### TASK BRIEF:
Turn all of the material below into a two-column CSV headed instruction and answer. Each row holds one instruction and its full answer, both in quoted fields, with line breaks changed to spaces.

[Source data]
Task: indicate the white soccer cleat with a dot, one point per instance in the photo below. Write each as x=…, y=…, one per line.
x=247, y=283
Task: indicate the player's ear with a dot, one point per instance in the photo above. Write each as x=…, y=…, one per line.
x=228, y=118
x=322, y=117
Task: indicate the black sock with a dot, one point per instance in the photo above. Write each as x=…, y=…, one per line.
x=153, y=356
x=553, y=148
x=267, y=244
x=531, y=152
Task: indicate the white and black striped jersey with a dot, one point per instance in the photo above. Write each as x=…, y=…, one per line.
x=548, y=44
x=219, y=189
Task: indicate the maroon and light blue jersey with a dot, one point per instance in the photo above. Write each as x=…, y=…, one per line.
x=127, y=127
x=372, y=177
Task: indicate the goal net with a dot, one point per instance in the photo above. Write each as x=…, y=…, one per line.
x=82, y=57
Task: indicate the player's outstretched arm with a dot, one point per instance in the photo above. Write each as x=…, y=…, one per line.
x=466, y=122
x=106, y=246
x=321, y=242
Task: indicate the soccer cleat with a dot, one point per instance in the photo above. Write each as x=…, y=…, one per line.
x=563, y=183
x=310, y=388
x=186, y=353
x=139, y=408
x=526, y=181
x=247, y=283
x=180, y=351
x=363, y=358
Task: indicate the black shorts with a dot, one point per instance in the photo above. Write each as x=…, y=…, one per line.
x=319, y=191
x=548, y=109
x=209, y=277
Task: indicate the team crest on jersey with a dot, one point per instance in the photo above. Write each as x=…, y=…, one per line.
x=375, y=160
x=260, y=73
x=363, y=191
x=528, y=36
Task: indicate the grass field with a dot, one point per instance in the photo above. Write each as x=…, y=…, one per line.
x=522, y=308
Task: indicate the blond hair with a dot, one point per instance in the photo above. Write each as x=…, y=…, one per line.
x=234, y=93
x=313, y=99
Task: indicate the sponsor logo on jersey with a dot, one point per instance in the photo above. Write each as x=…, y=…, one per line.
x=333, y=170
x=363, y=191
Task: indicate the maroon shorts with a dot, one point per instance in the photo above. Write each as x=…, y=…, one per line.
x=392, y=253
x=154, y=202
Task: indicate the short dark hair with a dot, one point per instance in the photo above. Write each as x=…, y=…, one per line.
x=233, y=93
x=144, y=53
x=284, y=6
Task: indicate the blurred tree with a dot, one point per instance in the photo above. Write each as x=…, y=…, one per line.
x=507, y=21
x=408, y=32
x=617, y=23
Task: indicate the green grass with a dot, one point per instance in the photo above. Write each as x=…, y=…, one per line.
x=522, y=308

### IN RESPONSE:
instruction,answer
"Task: indicate the white soccer cleat with a dot, one point per instance in the photo below. Write each as x=…, y=…, one per line.","x=247, y=283"
"Task: indicate the player's ear with a dot, one point per instance in the photo above. Write each as x=…, y=…, one per line.","x=228, y=118 x=322, y=117"
"Task: indicate the black sock with a dot, one point per instance in the photo above. Write each as x=…, y=…, one per line.","x=153, y=356 x=553, y=148 x=267, y=244 x=531, y=152"
"Task: indicate the white and black striped jersey with a dot, one point per instance in the photo above. Write each as x=…, y=…, one per line.","x=548, y=44 x=219, y=189"
"Task: indicate the maroon and light blue jersey with a dot, one point per instance in the photo above. Write each as x=…, y=…, one per line.","x=127, y=127 x=372, y=177"
"Task: indicate the goal net with a dot, one point per instance in the photo above. Write each as x=…, y=…, one per line.","x=82, y=57"
"Task: indicate the player's outstretched arm with a dot, one point per instance in the photo above. Write each as x=…, y=…, one per line.","x=466, y=122 x=106, y=246 x=321, y=242"
"Task: indicate the soccer cleat with a dot, one point per instance in the photo above. Write each as x=…, y=…, one per line.","x=563, y=183 x=310, y=388 x=186, y=353 x=139, y=408 x=526, y=181 x=247, y=283 x=180, y=351 x=363, y=358"
"Task: indicate the black shorts with a dot, one point per instance in the photo above. Write each as x=…, y=…, one per line.","x=319, y=191 x=548, y=109 x=209, y=277"
"Task: indicate the team crest on jersey with a dot, one point per instance in the photo above. Write each as x=…, y=…, one per line.","x=375, y=160 x=260, y=73 x=363, y=191 x=528, y=36"
"Task: indicate the grass field with a dot, one point per instance in the photo above. Write each as x=…, y=…, one per line.","x=522, y=308"
"Task: indicate the blond hair with a dot, one point per instance in the photo above. Write each as x=…, y=…, one per line.","x=234, y=93 x=313, y=99"
"Task: indicate the sponsor logo on jersey with a dot, one point per instance in the photo above. Write each as x=…, y=…, one per line.","x=333, y=170 x=363, y=191"
"Task: indicate the maroon shorts with a dot, one point per instance in the photo above. Write each as x=…, y=…, one per line.","x=392, y=253 x=154, y=202"
"Task: indicate the short dark hair with a dot, one point per instance in the photo above. Write each as x=…, y=…, one per line.","x=233, y=93 x=144, y=53 x=284, y=6"
"Task: indicate the blurred tree with a dot, one point per instance in the photo above. Write each as x=…, y=…, one per line.","x=507, y=21 x=408, y=32 x=617, y=23"
"Task: indicate the green grass with a dot, one point per instance in the photo above. Write each as x=…, y=…, one per line.","x=522, y=308"